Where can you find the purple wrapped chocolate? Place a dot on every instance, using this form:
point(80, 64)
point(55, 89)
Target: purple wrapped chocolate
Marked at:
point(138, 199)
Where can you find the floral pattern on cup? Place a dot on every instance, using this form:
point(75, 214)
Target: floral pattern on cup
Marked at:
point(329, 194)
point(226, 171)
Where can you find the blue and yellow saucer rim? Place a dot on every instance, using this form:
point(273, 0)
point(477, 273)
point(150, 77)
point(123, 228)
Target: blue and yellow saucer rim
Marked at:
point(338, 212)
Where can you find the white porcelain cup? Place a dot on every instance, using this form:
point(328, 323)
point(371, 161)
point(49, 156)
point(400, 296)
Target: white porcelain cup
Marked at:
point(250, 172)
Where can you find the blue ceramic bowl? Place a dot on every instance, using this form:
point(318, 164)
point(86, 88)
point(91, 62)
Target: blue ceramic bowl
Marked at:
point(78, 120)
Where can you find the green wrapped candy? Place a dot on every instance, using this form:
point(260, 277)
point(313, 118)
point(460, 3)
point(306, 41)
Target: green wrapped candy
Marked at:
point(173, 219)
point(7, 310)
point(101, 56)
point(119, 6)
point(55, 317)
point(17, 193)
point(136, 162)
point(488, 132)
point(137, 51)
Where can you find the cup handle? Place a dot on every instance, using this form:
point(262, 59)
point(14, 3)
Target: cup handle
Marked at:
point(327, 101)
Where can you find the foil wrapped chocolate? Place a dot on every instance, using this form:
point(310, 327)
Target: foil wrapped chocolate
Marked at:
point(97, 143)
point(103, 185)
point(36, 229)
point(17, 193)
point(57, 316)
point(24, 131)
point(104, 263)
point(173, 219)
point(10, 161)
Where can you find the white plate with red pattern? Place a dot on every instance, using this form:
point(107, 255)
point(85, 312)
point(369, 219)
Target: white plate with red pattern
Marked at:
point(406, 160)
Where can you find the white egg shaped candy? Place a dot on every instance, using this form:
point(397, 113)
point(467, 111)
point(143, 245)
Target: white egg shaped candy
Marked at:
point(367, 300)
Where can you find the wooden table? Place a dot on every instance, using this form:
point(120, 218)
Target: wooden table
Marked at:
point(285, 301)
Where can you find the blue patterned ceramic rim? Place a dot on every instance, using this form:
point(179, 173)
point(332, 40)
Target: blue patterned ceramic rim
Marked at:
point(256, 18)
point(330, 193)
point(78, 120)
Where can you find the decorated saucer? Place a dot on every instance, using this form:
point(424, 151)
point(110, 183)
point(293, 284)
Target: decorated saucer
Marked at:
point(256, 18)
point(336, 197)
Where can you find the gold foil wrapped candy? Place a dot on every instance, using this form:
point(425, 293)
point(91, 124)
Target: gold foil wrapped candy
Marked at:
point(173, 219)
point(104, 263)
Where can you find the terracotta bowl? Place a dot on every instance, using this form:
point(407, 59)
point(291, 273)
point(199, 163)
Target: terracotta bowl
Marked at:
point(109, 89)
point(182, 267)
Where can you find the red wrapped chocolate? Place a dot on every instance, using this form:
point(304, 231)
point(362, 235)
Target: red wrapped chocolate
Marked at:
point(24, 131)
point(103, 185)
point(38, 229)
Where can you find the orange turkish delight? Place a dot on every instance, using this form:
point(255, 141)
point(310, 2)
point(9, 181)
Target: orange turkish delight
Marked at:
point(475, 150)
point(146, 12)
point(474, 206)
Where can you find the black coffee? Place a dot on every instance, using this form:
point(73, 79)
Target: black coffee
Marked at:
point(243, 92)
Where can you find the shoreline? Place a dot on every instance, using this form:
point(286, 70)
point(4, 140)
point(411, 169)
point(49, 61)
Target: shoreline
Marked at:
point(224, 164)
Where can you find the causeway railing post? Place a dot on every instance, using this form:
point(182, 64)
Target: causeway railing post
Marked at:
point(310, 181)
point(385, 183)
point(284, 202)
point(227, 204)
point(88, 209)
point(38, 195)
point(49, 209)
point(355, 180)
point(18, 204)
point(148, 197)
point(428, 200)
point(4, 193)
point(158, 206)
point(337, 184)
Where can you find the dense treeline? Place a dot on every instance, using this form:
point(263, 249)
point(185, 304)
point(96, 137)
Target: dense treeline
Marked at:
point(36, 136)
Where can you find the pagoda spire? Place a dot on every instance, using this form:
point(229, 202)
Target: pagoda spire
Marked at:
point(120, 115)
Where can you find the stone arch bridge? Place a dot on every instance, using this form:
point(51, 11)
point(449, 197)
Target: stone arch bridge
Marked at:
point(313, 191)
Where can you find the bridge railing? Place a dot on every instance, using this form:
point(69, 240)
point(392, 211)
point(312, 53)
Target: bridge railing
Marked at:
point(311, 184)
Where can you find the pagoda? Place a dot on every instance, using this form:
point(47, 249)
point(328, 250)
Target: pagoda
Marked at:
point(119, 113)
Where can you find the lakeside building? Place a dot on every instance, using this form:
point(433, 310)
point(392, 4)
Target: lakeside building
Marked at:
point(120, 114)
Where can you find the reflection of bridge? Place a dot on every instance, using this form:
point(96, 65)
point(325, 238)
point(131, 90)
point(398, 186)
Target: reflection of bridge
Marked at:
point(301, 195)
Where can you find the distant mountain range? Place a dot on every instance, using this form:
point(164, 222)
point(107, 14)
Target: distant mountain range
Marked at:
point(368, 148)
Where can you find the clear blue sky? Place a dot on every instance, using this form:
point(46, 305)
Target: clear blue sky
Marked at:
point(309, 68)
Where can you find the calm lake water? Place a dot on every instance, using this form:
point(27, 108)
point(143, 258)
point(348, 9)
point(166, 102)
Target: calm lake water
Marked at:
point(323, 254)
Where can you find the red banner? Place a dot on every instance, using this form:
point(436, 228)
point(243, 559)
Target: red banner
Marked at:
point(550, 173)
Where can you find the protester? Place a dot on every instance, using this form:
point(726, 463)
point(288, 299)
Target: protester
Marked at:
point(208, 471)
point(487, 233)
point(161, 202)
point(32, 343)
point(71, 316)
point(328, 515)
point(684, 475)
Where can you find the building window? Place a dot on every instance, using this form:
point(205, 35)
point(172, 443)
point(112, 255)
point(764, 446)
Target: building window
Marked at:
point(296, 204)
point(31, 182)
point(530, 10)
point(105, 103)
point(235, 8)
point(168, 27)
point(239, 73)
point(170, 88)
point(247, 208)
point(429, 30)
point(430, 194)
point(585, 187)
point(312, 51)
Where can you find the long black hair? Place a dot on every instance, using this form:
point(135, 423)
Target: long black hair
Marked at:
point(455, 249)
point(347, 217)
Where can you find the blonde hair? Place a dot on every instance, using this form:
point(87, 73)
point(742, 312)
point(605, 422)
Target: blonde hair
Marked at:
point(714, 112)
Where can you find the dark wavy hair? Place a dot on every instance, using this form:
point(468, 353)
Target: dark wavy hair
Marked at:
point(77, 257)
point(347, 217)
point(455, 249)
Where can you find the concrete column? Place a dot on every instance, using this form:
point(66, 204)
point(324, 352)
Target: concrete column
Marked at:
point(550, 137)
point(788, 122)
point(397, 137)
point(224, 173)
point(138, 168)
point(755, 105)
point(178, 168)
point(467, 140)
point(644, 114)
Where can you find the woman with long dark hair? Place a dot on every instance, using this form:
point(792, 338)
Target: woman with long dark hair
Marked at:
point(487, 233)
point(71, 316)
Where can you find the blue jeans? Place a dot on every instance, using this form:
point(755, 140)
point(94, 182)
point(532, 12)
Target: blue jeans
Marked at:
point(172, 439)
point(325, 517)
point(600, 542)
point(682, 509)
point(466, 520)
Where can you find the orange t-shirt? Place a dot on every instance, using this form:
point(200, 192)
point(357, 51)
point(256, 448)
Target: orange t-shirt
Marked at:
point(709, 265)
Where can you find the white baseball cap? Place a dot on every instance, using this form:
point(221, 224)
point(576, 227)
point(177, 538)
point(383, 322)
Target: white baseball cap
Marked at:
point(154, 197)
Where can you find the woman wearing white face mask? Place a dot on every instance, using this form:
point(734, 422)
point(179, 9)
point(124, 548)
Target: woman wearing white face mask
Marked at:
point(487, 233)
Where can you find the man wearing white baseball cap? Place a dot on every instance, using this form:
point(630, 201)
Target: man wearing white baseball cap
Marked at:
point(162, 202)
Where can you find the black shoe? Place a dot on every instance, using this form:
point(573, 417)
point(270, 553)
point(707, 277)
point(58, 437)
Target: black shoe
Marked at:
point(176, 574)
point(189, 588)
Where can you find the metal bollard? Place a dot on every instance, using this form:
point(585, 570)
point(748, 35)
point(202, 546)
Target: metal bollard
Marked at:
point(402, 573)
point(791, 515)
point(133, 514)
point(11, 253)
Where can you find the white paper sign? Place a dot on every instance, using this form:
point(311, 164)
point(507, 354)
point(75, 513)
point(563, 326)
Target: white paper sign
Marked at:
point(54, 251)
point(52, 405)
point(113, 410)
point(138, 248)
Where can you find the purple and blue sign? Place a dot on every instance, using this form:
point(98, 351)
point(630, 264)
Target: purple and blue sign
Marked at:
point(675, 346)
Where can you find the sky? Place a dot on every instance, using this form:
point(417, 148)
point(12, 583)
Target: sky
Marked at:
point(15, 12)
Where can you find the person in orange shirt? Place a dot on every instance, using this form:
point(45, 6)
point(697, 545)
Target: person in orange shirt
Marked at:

Your task: Only the lines from the one containing "Where can you find the white baseball" through the end of the entries above belong in the answer; repeat them exactly.

Solution for this exercise:
Where can you find the white baseball cap? Place a dot on every instance, using this form:
point(221, 224)
point(576, 227)
point(177, 538)
point(383, 322)
Target: white baseball cap
Marked at:
point(154, 197)
Where can you find the woman wearing white face mask? Place a dot on every instance, using this form:
point(734, 422)
point(179, 9)
point(124, 548)
Target: woman wearing white face mask
Marked at:
point(487, 233)
Where can you find the man wearing white baseball cap? Place a dot on every instance, using this form:
point(630, 201)
Target: man wearing white baseball cap
Marked at:
point(162, 202)
Where can you find the black shoe? Place a dot on every instance, using this form:
point(573, 417)
point(270, 553)
point(707, 277)
point(58, 437)
Target: black shoe
Marked at:
point(176, 574)
point(189, 588)
Where can you find the metal bollard? Place a dot on every instance, using this form:
point(585, 570)
point(748, 35)
point(202, 546)
Target: metal bollard
Marked at:
point(402, 573)
point(791, 515)
point(133, 514)
point(11, 253)
Where can you find the white paper sign? Place a dot on every instance, using this form:
point(311, 164)
point(507, 354)
point(75, 513)
point(563, 326)
Target: white paper sign
Marked at:
point(54, 251)
point(52, 405)
point(113, 410)
point(138, 248)
Where can you find the purple and blue sign? Place a dot on every instance, using this form:
point(98, 351)
point(630, 264)
Target: purple and blue sign
Marked at:
point(675, 346)
Where can you find the sky? Place a dot on every instance, using this form:
point(417, 148)
point(12, 583)
Target: sky
Marked at:
point(15, 12)
Where can you find the person in orange shirt? Place a dot on every instance, using this form:
point(45, 6)
point(697, 545)
Target: person in orange shirt
Marked at:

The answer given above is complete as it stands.